• [Problems and tasks]
a) How many lines of the entries contain the word "named", with case counting? Reply with the number alone.
b) Carry on the passage about Annibale Rossi's jeweled virginal from the point where it stops.

[Start of Extracted text]

But for the contemporary reference to him, Rossi would remain a very obscure figure. Also known as 'De Roxis' and 'Rosso'. A virginal maker in Milan, the earliest recorded date is 1542, and he died between 1577 and 1595 (Philip James, 'Early Keyboard Instruments' 1930, which records four other examples). His son, Ferrante, carried on his father's business; surviving examples of his work date from 1580 to 1590. The V&A owns another instrument by Annibale Rossi, (Museum no. 156-1869), dated 1555, (ie. 22 years earlier) which is far less ornate. The jewelled virginal was part of the collections of Antoine Louis Clapisson (1808-66), a French composer, and while being exhibited at the Paris Exposition Universelle of 1867 was bought by Henry Cole of the V&A in 1869 for £1,200, a price unprecedented for any musical instrument previously purchased by the museum.

[End of Extracted text]
[Start of Data records]

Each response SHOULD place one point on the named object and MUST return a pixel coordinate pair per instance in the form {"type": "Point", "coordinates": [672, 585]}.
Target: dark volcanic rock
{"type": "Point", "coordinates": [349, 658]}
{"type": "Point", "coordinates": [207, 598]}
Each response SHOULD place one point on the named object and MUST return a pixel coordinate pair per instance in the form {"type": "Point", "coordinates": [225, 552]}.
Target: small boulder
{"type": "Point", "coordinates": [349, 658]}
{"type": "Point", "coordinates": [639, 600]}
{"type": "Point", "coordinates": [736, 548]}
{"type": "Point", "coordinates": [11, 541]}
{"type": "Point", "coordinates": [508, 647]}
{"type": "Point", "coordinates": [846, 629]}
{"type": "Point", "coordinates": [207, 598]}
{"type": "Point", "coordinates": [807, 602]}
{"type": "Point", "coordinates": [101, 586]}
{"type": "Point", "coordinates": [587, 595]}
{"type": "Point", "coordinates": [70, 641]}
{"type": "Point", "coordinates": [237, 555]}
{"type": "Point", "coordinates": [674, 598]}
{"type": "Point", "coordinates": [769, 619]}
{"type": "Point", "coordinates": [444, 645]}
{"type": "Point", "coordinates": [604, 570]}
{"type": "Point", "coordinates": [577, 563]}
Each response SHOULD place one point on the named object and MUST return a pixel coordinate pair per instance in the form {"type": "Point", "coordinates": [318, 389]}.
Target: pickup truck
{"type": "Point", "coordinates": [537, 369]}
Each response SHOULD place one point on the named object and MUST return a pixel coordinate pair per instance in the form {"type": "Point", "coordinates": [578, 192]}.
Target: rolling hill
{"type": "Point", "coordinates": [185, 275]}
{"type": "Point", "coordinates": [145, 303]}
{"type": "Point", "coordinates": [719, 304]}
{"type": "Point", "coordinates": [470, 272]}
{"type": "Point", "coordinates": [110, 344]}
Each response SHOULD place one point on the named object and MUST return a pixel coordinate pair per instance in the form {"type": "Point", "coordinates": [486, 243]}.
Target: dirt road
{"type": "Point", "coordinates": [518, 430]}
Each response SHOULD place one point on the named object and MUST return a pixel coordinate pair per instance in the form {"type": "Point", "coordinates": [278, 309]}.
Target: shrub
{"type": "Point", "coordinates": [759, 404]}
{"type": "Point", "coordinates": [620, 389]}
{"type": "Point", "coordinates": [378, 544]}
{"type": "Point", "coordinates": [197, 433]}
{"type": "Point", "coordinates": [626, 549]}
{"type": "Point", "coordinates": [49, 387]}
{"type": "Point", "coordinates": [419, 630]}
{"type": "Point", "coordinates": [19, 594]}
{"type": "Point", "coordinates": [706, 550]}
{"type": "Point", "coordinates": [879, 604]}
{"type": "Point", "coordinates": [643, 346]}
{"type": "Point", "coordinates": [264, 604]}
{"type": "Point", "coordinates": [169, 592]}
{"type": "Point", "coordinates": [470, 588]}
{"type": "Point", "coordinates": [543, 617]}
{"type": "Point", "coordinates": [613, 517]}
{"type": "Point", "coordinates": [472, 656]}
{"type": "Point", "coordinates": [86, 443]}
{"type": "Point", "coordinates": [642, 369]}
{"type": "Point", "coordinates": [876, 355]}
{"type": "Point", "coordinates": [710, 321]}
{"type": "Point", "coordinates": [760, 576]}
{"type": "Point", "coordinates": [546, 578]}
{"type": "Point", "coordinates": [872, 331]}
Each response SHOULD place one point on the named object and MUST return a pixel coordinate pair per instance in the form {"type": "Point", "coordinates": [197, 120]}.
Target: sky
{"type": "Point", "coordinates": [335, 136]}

[End of Data records]

• [Outputs in order]
a) 7

b)
Historical context note

Terminology for virginals and spinets is often unclear. This instrument has been until recently described as a 'spinet', but is actually of a type described by musicologists today (2011) as a 'virginal'. Spinets and virginals, along with harpsichords, are stringed keyboard instruments in which the strings have a plucking mechanism rather than a striking mechanism as in a piano. The term 'virginal' was used in England to denote all plucked instruments well into the 17th century, and some writers still use it to denote smaller instruments in rectangular cases, and use 'spinet' to mean a pentagonal or polygonal instrument. The origin of the term 'virginal' is obscure but might be associated with female performers.

In present usage the term 'virginal' applies to instruments with strings running at right angles to the keys, and with long bass strings at the front. The term 'spinet' denotes instruments with strings at an oblique angle and with long bass strings at the back. The spinet is a small version of the harpsichord, but with only one set of keys. Both instruments were originally portable and were laid on a table top for playing.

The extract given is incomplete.